• Exercise prompt
Count the lines in the records below that contain the word "light". Give only the number.

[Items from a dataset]
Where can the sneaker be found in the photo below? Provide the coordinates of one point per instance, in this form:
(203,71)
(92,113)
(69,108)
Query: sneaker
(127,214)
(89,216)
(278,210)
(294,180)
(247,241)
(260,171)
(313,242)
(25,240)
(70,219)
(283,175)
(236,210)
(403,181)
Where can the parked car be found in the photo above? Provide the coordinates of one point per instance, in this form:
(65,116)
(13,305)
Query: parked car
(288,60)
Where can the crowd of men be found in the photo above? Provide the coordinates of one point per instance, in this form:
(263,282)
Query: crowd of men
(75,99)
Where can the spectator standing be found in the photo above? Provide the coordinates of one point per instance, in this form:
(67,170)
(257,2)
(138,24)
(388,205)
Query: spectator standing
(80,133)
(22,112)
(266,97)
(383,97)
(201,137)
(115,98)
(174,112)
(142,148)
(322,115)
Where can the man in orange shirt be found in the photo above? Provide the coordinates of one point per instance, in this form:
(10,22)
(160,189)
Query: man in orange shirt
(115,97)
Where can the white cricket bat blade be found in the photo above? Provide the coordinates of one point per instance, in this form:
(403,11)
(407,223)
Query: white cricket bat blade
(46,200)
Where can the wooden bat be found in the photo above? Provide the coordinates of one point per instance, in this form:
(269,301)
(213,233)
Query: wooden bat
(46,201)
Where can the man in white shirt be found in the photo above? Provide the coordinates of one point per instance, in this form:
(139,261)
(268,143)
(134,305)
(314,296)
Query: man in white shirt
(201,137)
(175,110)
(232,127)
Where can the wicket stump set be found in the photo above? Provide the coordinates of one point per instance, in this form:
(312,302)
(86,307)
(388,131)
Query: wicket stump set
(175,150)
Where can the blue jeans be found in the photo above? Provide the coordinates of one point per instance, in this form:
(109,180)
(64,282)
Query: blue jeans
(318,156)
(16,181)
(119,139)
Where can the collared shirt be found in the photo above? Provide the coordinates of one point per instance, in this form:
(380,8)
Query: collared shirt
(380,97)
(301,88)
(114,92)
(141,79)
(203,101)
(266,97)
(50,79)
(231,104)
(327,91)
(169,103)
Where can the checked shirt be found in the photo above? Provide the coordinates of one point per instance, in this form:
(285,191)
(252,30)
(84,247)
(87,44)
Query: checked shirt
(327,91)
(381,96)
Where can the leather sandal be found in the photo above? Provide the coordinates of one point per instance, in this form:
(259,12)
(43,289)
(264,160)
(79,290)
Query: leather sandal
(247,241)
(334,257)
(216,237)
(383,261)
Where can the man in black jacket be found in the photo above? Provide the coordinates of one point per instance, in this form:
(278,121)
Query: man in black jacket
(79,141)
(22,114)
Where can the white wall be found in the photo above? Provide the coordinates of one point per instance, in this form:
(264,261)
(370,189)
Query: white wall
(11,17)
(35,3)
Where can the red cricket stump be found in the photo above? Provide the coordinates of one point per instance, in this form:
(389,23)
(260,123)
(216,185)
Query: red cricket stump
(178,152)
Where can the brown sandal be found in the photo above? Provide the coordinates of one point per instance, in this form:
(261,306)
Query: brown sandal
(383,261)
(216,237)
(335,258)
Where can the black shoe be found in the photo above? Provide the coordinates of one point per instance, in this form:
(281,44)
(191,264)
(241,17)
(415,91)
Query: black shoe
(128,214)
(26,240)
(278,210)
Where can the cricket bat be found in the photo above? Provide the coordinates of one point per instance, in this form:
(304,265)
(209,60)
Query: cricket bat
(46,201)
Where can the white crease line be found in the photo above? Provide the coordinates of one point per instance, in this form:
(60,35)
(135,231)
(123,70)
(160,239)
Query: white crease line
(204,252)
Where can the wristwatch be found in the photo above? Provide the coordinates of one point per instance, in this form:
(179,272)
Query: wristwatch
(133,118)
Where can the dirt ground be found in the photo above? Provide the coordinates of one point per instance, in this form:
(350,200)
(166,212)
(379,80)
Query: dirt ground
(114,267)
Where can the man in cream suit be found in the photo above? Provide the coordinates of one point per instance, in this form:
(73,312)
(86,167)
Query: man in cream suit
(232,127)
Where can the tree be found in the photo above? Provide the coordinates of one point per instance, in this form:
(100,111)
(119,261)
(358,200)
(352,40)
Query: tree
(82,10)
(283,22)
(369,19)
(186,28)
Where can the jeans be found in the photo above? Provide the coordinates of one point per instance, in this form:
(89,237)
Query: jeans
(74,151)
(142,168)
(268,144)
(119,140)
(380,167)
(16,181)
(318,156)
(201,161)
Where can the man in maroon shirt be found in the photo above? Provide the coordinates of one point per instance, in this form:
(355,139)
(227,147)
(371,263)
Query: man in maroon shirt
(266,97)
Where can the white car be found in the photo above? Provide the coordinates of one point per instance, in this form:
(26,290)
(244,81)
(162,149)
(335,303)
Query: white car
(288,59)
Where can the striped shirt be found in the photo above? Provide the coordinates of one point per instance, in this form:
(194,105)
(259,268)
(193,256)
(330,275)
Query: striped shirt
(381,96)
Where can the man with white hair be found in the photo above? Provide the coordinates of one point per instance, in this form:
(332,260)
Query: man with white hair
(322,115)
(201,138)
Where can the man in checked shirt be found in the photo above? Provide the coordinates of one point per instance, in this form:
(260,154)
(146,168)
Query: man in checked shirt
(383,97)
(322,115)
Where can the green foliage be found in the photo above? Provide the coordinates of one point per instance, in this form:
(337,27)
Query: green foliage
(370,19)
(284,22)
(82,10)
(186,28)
---
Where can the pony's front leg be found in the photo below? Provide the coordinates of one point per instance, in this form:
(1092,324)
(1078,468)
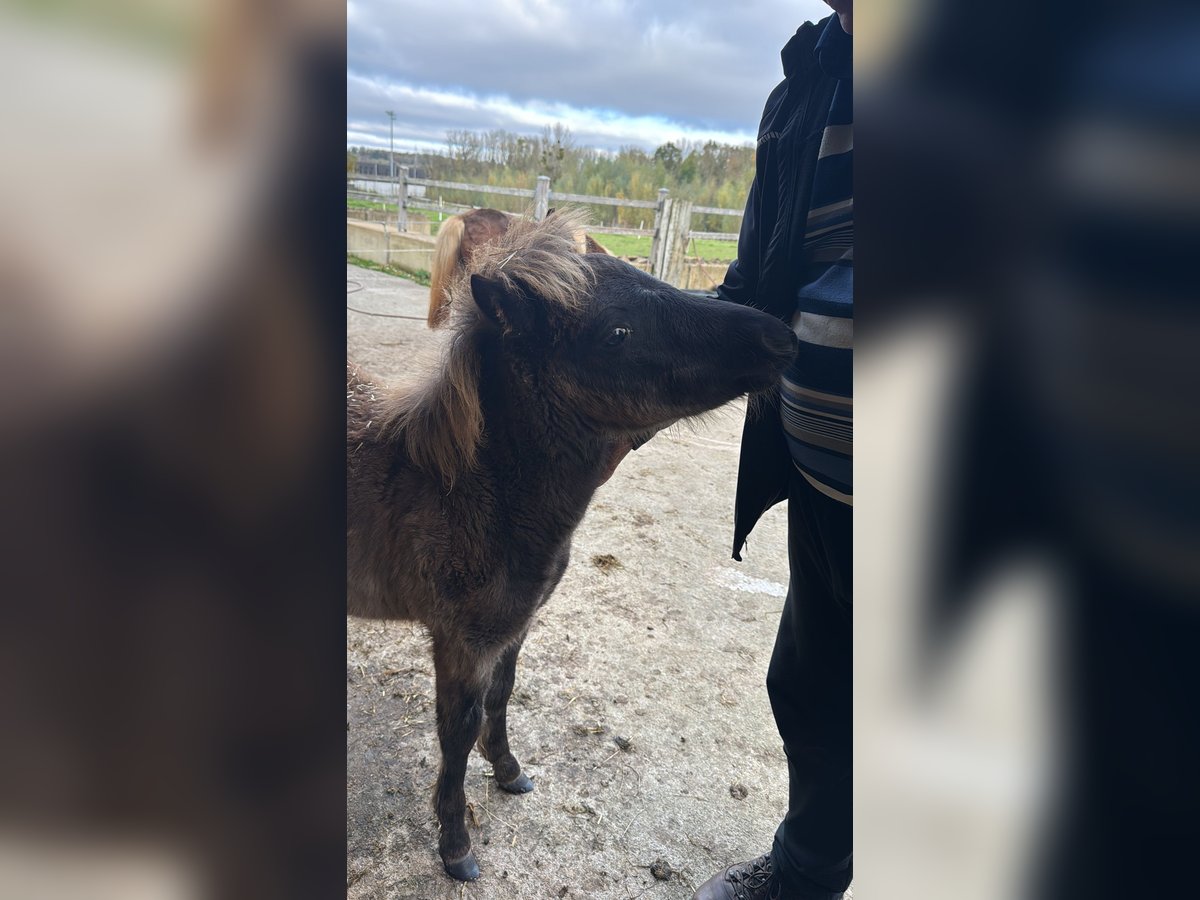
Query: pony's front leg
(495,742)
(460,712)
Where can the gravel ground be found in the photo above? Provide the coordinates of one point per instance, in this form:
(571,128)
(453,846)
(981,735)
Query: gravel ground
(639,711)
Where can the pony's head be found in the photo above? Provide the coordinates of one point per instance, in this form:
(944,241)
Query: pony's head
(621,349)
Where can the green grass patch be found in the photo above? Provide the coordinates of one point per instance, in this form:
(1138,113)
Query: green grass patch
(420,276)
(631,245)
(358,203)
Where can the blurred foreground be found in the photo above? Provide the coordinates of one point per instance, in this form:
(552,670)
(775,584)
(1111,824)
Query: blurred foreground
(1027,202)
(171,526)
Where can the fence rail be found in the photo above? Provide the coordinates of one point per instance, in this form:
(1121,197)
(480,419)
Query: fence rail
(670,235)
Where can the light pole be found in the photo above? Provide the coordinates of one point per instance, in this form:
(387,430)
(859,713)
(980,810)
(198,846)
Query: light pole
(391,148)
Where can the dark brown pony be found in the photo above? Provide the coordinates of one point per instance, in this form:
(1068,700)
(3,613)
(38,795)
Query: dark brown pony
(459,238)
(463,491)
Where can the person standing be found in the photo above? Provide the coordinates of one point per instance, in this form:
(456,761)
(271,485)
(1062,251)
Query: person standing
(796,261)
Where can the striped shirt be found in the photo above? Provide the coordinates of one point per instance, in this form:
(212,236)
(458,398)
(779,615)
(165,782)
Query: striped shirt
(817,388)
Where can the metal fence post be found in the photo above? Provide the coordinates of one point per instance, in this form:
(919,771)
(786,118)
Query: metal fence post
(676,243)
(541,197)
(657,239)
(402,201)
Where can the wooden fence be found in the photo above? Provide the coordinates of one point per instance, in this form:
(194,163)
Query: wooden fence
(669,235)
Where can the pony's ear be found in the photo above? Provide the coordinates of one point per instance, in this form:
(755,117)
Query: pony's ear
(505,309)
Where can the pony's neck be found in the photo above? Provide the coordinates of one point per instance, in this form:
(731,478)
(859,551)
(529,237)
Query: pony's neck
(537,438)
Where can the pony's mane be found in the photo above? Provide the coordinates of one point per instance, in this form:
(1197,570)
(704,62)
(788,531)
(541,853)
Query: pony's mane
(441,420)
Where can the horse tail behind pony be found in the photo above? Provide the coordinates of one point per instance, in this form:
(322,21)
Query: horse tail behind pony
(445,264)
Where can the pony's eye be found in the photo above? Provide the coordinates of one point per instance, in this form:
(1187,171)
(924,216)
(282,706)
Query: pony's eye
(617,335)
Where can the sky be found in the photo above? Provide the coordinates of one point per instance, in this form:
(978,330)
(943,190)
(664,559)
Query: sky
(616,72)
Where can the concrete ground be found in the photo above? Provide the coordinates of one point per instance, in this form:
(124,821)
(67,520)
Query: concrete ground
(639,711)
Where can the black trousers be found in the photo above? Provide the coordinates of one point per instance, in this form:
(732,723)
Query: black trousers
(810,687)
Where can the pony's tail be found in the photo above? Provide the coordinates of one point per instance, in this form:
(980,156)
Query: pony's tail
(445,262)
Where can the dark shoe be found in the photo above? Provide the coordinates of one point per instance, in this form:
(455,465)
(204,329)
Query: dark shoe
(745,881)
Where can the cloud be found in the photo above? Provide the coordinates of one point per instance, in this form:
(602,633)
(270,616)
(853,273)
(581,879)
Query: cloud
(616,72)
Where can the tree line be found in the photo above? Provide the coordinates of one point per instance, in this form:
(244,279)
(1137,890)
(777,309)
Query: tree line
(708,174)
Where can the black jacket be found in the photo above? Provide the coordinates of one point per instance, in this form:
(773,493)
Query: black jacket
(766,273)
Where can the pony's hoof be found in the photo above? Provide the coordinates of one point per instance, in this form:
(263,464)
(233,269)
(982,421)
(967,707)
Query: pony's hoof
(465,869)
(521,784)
...
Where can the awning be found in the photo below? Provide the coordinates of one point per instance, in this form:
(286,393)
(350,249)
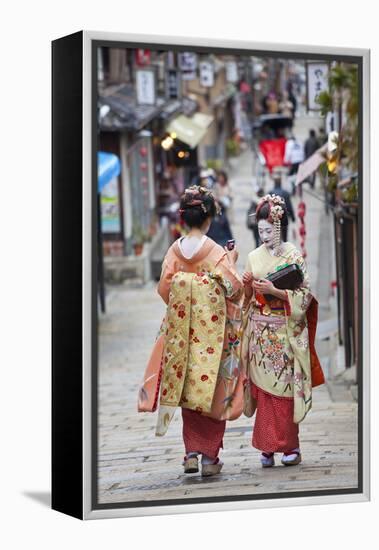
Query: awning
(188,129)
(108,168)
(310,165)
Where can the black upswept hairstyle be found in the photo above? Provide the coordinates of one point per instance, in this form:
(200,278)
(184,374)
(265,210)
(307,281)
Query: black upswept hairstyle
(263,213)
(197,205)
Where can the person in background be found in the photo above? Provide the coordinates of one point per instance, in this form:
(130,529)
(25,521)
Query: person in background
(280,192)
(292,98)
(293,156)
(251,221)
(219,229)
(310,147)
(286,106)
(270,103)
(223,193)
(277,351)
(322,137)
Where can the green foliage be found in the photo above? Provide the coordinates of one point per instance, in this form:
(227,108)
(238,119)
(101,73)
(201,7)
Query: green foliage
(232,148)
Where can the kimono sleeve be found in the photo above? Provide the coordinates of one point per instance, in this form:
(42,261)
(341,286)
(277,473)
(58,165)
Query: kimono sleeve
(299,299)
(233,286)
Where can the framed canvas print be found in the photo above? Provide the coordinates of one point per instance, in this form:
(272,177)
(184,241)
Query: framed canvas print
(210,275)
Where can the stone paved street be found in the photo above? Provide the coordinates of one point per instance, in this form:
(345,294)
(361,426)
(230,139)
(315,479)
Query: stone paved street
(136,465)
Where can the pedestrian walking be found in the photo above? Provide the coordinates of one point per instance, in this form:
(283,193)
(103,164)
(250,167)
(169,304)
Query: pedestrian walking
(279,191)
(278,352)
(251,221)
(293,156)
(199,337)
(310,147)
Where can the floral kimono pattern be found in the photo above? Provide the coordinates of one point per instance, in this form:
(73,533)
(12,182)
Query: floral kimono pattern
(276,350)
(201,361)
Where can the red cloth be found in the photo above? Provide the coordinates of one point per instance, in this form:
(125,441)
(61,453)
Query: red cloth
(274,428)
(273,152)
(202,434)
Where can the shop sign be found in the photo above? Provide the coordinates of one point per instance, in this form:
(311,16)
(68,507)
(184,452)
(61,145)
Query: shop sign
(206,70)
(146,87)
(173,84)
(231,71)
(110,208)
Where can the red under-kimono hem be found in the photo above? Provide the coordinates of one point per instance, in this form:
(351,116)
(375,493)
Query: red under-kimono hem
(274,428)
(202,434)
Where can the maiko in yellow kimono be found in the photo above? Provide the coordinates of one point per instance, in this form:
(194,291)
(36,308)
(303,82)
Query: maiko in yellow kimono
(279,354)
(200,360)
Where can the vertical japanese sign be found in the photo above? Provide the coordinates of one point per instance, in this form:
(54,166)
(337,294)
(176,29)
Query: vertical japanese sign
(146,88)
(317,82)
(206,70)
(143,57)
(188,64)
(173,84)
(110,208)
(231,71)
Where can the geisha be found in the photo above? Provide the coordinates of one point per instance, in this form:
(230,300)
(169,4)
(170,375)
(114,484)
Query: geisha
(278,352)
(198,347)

• Response below
2